EXERCISE OBJECTIVE — The count of lines below that include the string "waterfront" is the whole answer; write it alone.

GIVEN RECORDS —
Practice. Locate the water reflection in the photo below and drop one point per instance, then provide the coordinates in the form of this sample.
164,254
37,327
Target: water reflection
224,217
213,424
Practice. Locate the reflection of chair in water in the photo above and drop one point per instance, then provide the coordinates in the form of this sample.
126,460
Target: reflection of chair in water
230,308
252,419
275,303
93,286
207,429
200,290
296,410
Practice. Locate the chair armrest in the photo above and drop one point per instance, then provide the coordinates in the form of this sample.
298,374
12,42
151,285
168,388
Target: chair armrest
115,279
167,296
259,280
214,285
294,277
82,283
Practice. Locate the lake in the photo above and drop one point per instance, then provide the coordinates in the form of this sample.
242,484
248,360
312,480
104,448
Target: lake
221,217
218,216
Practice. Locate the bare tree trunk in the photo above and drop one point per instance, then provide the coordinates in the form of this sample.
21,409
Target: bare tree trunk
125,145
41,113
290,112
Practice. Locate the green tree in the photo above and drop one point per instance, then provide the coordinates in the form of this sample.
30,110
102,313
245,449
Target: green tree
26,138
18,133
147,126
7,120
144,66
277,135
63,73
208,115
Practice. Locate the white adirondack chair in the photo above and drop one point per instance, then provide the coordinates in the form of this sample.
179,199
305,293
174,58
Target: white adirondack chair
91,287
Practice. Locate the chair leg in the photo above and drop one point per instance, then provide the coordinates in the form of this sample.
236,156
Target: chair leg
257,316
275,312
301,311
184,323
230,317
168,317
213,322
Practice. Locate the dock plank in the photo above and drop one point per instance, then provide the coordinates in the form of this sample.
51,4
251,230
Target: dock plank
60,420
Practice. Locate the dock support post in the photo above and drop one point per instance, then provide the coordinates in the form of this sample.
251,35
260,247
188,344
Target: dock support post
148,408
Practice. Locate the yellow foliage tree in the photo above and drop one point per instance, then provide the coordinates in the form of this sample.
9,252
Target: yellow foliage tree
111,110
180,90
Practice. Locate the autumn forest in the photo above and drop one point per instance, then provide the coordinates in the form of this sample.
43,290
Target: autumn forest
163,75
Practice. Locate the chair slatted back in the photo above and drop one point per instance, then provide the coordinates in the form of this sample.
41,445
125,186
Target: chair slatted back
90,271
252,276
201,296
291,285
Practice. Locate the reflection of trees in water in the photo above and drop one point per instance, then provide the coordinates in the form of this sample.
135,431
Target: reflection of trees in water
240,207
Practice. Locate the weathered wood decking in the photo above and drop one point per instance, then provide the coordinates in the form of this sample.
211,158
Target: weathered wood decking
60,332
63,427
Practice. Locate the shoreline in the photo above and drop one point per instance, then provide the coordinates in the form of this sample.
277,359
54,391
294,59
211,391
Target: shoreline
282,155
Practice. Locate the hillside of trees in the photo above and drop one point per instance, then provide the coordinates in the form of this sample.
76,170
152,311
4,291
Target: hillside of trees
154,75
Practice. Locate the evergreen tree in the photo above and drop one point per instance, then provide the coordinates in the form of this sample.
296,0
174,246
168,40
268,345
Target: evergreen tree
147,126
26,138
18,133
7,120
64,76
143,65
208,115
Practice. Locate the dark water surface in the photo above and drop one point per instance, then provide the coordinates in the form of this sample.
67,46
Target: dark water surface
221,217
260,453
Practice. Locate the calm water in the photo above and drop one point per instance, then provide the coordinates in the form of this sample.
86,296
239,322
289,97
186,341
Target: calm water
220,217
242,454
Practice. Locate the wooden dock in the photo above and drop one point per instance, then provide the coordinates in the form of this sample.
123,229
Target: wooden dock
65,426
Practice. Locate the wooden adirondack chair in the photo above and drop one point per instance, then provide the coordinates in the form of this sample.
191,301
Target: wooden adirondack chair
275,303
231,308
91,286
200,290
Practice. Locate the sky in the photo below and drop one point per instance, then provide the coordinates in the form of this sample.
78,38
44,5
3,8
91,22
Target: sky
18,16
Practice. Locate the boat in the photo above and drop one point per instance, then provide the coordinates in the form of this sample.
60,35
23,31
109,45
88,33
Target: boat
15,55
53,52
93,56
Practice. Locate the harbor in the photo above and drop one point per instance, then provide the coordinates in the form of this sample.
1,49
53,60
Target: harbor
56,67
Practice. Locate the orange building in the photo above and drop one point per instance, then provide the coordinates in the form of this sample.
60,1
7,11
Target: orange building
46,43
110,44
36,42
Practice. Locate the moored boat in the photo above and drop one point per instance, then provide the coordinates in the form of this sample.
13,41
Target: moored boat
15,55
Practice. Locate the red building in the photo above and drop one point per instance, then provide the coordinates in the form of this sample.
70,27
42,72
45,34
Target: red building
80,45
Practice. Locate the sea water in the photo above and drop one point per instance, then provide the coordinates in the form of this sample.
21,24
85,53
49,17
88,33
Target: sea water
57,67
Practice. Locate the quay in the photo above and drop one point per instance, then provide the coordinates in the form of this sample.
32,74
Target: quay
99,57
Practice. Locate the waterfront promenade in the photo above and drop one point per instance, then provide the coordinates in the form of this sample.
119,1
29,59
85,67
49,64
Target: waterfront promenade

REPLY TO THE EXERCISE — 2